§ Reading passage
+++++

Visual Technologies of Legitimating and Authenticating "Self": National ID Programs and National Security

Friday, January 8, 2010: 3:10 PM
Point Loma Room (Marriott)
Rachel A. Wortman , Ohio State University, Columbus, OH
Since the attacks of 9/11, one's driver's license or government issued photo ID card has carried more weight than ever before. Many questions about how we legitimate and authenticate individual identity, for purposes of the state, the self, and the medical community, now coalesce around these 3.5 x 2.25 inch plastic cards. More specifically, though, the ID card is a material object and cultural site that engages with the body and identity vis-à-vis visual culture; the ID card highlights the social practice of reading identity on to or off of the surface of the body.

Within the US, the practice of identification has become a visual politics of appearance, one which gives particular weight to glancing at the photo on an ID card, and one which is mired in its own history. This paper considers what is really being asked of us when we are called upon to produce our ID; It also suggests that there is something peculiar in the process, as one is expected by simply looking at the photo on someone's driver's license to be able to authenticate the person standing before him or herself as the “same as” the person pictured on the license. This practice of identification – reading identity on to or off of the surface of body – has potentially grave social and political consequences for those who are identified or misidentified. Ultimately, this paper takes up the Real ID program in the US and the National Identity Scheme in the UK to problematizing these newly instituted identification/national security systems. In an era in which cosmetic surgery and alteration of the body has become highly accessible, this paper asks, what is at stake as we continue to locate identity on or within the body?

+++++

§ Information provided
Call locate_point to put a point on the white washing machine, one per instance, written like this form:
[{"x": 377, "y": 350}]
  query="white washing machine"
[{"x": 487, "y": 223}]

+++++

§ What to produce
Write out the abstract on national ID programs word for word, beginning at "Rachel A. Wortman" and stopping after "of the body.".

§ Output of the exercise
Rachel A. Wortman , Ohio State University, Columbus, OH
Since the attacks of 9/11, one's driver's license or government issued photo ID card has carried more weight than ever before. Many questions about how we legitimate and authenticate individual identity, for purposes of the state, the self, and the medical community, now coalesce around these 3.5 x 2.25 inch plastic cards. More specifically, though, the ID card is a material object and cultural site that engages with the body and identity vis-à-vis visual culture; the ID card highlights the social practice of reading identity on to or off of the surface of the body.